Please reproduce the listing in its entirety, exactly as written, but without images.

────────────────────

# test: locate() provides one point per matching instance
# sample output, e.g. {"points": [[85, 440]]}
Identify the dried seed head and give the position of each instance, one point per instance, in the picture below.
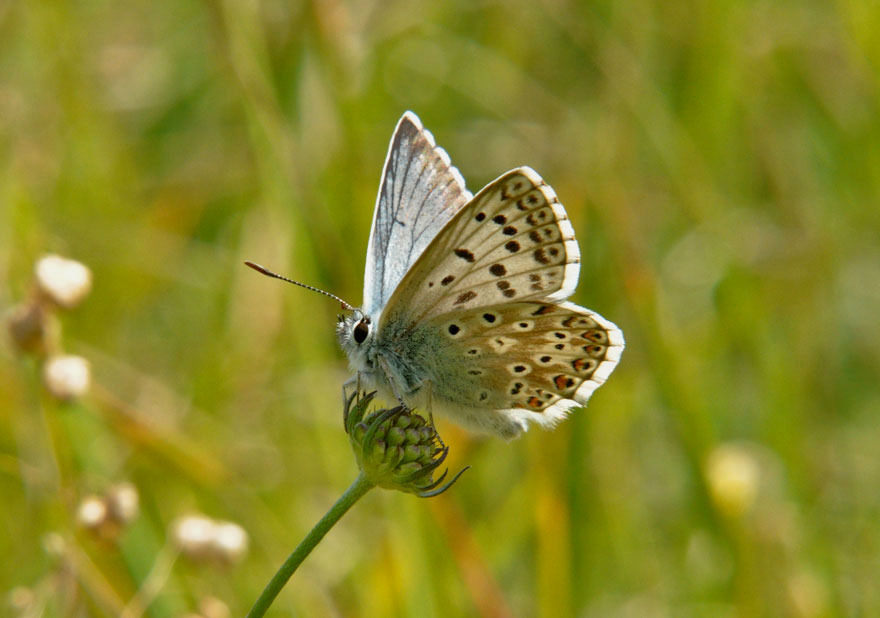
{"points": [[67, 376], [202, 538], [193, 536], [64, 282]]}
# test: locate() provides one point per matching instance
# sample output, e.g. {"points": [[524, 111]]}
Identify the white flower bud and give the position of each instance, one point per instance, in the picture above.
{"points": [[92, 512], [67, 376], [732, 474], [65, 282], [194, 535]]}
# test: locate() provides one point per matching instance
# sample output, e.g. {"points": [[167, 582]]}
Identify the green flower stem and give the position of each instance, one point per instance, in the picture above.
{"points": [[345, 502]]}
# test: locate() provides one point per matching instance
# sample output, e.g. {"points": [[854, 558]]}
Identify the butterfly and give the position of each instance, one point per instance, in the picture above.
{"points": [[464, 309]]}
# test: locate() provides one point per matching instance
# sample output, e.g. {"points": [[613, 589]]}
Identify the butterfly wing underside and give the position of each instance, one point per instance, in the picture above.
{"points": [[532, 360], [420, 192], [493, 282], [512, 242]]}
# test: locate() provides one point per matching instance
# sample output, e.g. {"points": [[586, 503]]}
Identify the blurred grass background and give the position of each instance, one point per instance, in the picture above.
{"points": [[721, 165]]}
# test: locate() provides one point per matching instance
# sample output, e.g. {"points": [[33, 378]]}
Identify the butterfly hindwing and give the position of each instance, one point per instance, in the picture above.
{"points": [[420, 192], [536, 358], [512, 242]]}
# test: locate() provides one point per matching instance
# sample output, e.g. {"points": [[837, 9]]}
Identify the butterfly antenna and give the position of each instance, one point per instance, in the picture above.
{"points": [[265, 271]]}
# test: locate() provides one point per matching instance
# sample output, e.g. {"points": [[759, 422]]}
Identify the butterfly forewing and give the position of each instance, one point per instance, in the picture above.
{"points": [[511, 242], [537, 357], [419, 194]]}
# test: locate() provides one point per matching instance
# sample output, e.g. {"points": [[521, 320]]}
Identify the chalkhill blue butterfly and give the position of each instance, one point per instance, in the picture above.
{"points": [[464, 310]]}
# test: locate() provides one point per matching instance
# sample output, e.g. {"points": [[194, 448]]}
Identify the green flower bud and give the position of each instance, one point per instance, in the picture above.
{"points": [[396, 448]]}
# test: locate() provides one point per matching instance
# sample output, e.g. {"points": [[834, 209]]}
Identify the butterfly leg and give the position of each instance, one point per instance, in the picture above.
{"points": [[391, 383], [429, 406]]}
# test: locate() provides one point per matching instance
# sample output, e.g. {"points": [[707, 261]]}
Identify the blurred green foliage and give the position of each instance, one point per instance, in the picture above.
{"points": [[721, 165]]}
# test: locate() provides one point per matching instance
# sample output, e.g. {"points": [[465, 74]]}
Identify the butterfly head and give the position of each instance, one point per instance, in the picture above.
{"points": [[355, 332]]}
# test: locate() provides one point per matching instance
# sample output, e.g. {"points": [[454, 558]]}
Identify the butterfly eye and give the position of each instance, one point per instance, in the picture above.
{"points": [[361, 330]]}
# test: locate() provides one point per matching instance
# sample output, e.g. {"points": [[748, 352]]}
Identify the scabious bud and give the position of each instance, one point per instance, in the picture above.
{"points": [[396, 448]]}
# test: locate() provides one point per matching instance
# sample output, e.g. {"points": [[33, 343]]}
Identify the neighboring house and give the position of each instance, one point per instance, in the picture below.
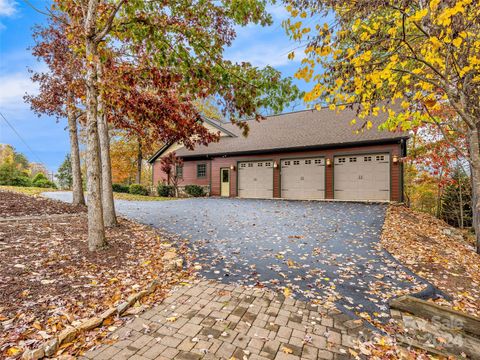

────────────────────

■ Response to this exercise ■
# test: locate() provides one point per matching instance
# sample output, e.g. {"points": [[85, 440]]}
Identify the dried seed head and give the position of each instance, one point per instance, in the picture below.
{"points": [[67, 376], [202, 538], [193, 536], [64, 282]]}
# test: locate() provides one point per matching instance
# sample output, e.g. {"points": [[524, 111]]}
Identify the white flower bud and give the position of each instance, one point per instance, in the picture above.
{"points": [[92, 512], [67, 376], [732, 474], [65, 282], [194, 535]]}
# test: locate() provides one point per matching instance
# sample output, e.g. {"points": [[167, 582]]}
Identify the green flower stem and give the position of each instance, one point per instance, in the picture above.
{"points": [[345, 502]]}
# test: locate() provides one point per matching instance
# sample output, e.g. {"points": [[854, 558]]}
Identify the butterfly and give the position of each instance, one point per instance, in the picture above.
{"points": [[464, 309]]}
# test: locate() provides one point per matching instance
# sample output, e.g. {"points": [[613, 589]]}
Identify the butterfly wing underside and give the position of each instance, one point per instance, in the picture above.
{"points": [[532, 360], [420, 192], [493, 282], [512, 242]]}
# test: locate() provides one point per matching instance
# sample output, e.g. {"points": [[586, 503]]}
Identify the blurred grass background and give the position of each instance, one point per instance, in the picture above.
{"points": [[721, 165]]}
# test: locate() provides one point per matching instance
# sample output, e.g. {"points": [[33, 378]]}
Identify the butterfly hindwing and give the position of each instance, one point per instance, in the picture above.
{"points": [[420, 192], [536, 358], [512, 242]]}
# test: locate() provides one point per matching instance
# sample output, e.g. {"points": [[837, 9]]}
Identify the butterfly antenna and give the position of each instance, one point per instance, in the picture above.
{"points": [[265, 271]]}
# test: locate() provides one point per matching instance
# sample output, e.g. {"points": [[759, 422]]}
Identify the butterfly forewing and give the position of each instance, one point per instance, in the picture above.
{"points": [[511, 242], [537, 357], [419, 194]]}
# test: locate() provides one point per matching instance
# sample output, e.g. {"points": [[521, 320]]}
Identify the chalkhill blue butterfly and give the position of each instance, one point per instance, in the picture above.
{"points": [[464, 310]]}
# test: locate() provides one point per matching instance
# sample output, e.g. {"points": [[194, 448]]}
Identify the green flower bud and give the position of each instance, one point per instance, in the picture above.
{"points": [[396, 448]]}
# test: locate() provides one point per matching instance
# sample output, e.g. {"points": [[834, 209]]}
Identify the butterfly leg and give the position of each instance, one point per instance, in the picture above.
{"points": [[391, 383], [429, 406]]}
# test: locate() provides one point per matching instance
# sample output, e.g. {"points": [[707, 261]]}
Identify the blurred green foliage and give the position of each instance, one point per instance, in the picture above.
{"points": [[721, 165]]}
# test: locate() provides one point per matching instance
# sample output, e.g. {"points": [[465, 74]]}
Identify the butterfly head and give the position of each instance, one point per instance, in the picture above.
{"points": [[355, 332]]}
# test: locate() provides one point per matching instance
# sample output, e.g. {"points": [[454, 558]]}
Identify the butterfly eye and give the position of each instance, one point per instance, in the picture above.
{"points": [[361, 330]]}
# test: locate() provides one point per matching instance
# sample output, e.g. {"points": [[748, 352]]}
Identify the scabious bud and give the position of each instance, one point per instance, in the picture above.
{"points": [[396, 448]]}
# test: locate() provides one point per matching instance
# sample output, e.g. {"points": [[33, 343]]}
Identify the neighboring house and give the position of each instance, one point per instance, in the picture below.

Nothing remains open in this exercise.